Saved entries -
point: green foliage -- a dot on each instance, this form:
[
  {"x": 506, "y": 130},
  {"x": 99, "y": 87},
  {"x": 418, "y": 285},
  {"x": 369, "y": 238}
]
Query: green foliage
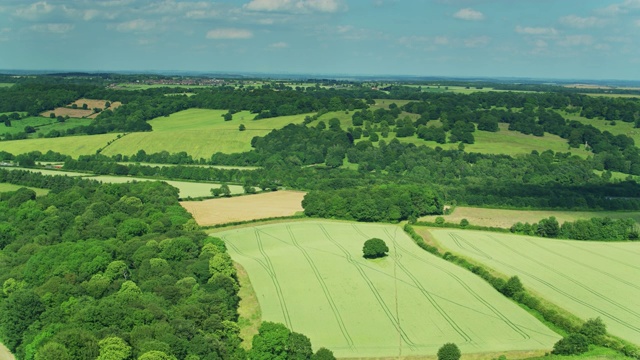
[
  {"x": 374, "y": 248},
  {"x": 449, "y": 351},
  {"x": 573, "y": 344}
]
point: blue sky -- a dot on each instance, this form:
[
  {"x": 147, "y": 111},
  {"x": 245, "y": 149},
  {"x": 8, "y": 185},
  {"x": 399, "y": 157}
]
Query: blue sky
[{"x": 584, "y": 39}]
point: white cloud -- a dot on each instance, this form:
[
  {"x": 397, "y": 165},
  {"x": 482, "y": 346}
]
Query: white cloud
[
  {"x": 535, "y": 30},
  {"x": 296, "y": 6},
  {"x": 279, "y": 45},
  {"x": 581, "y": 22},
  {"x": 620, "y": 8},
  {"x": 137, "y": 25},
  {"x": 229, "y": 33},
  {"x": 441, "y": 40},
  {"x": 576, "y": 40},
  {"x": 53, "y": 28},
  {"x": 477, "y": 41},
  {"x": 469, "y": 14},
  {"x": 34, "y": 10}
]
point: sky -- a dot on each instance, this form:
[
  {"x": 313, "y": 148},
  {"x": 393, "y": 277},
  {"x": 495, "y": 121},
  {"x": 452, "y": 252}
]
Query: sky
[{"x": 563, "y": 39}]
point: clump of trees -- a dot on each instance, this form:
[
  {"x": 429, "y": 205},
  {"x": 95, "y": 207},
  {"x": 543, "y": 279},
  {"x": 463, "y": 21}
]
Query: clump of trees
[
  {"x": 378, "y": 203},
  {"x": 449, "y": 351},
  {"x": 275, "y": 341},
  {"x": 374, "y": 248},
  {"x": 592, "y": 229}
]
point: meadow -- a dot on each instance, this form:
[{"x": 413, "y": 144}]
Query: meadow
[
  {"x": 69, "y": 145},
  {"x": 6, "y": 187},
  {"x": 245, "y": 208},
  {"x": 505, "y": 217},
  {"x": 200, "y": 133},
  {"x": 311, "y": 276},
  {"x": 598, "y": 279},
  {"x": 42, "y": 124},
  {"x": 187, "y": 189}
]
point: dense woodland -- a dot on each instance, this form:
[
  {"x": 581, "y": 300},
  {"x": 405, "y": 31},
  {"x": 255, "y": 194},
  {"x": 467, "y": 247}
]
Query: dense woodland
[{"x": 95, "y": 270}]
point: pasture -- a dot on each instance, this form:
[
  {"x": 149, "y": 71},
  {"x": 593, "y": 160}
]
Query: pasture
[
  {"x": 505, "y": 218},
  {"x": 187, "y": 189},
  {"x": 588, "y": 279},
  {"x": 42, "y": 124},
  {"x": 200, "y": 133},
  {"x": 6, "y": 187},
  {"x": 69, "y": 145},
  {"x": 243, "y": 208},
  {"x": 312, "y": 277}
]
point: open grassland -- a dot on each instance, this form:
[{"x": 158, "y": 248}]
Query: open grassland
[
  {"x": 311, "y": 276},
  {"x": 47, "y": 171},
  {"x": 505, "y": 218},
  {"x": 62, "y": 111},
  {"x": 194, "y": 165},
  {"x": 42, "y": 124},
  {"x": 588, "y": 279},
  {"x": 200, "y": 133},
  {"x": 69, "y": 145},
  {"x": 187, "y": 189},
  {"x": 243, "y": 208},
  {"x": 5, "y": 187}
]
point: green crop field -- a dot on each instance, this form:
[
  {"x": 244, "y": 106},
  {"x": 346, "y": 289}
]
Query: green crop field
[
  {"x": 69, "y": 145},
  {"x": 200, "y": 133},
  {"x": 588, "y": 279},
  {"x": 43, "y": 124},
  {"x": 47, "y": 171},
  {"x": 312, "y": 277},
  {"x": 505, "y": 218},
  {"x": 187, "y": 189},
  {"x": 5, "y": 187}
]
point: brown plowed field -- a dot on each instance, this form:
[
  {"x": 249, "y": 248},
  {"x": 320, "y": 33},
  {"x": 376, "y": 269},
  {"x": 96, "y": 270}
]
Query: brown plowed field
[
  {"x": 81, "y": 113},
  {"x": 244, "y": 208}
]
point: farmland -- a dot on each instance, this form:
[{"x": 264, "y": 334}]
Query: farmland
[
  {"x": 200, "y": 133},
  {"x": 70, "y": 145},
  {"x": 243, "y": 208},
  {"x": 505, "y": 218},
  {"x": 43, "y": 124},
  {"x": 311, "y": 276},
  {"x": 187, "y": 189},
  {"x": 5, "y": 187},
  {"x": 597, "y": 280}
]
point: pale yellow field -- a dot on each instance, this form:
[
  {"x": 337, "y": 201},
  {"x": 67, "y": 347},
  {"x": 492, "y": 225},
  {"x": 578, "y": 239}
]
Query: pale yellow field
[{"x": 243, "y": 208}]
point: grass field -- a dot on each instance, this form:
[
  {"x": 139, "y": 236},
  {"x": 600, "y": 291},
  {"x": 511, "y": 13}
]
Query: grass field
[
  {"x": 47, "y": 171},
  {"x": 588, "y": 279},
  {"x": 70, "y": 145},
  {"x": 243, "y": 208},
  {"x": 187, "y": 189},
  {"x": 505, "y": 218},
  {"x": 200, "y": 133},
  {"x": 43, "y": 124},
  {"x": 5, "y": 187},
  {"x": 311, "y": 276}
]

What you have to do - Give back exactly the lines from the one containing "point: pale yellow" to the end of the material, both ends included.

Solution for this task -
point: pale yellow field -- a dot on each instance, this form:
[
  {"x": 337, "y": 201},
  {"x": 67, "y": 347},
  {"x": 492, "y": 225},
  {"x": 578, "y": 239}
]
Query: pale yellow field
[{"x": 243, "y": 208}]
point: grass field -- a dot on each instance, this form:
[
  {"x": 139, "y": 236},
  {"x": 600, "y": 291},
  {"x": 511, "y": 13}
]
Query: grass field
[
  {"x": 47, "y": 171},
  {"x": 588, "y": 279},
  {"x": 70, "y": 145},
  {"x": 243, "y": 208},
  {"x": 187, "y": 189},
  {"x": 505, "y": 218},
  {"x": 200, "y": 133},
  {"x": 43, "y": 124},
  {"x": 5, "y": 187},
  {"x": 311, "y": 276}
]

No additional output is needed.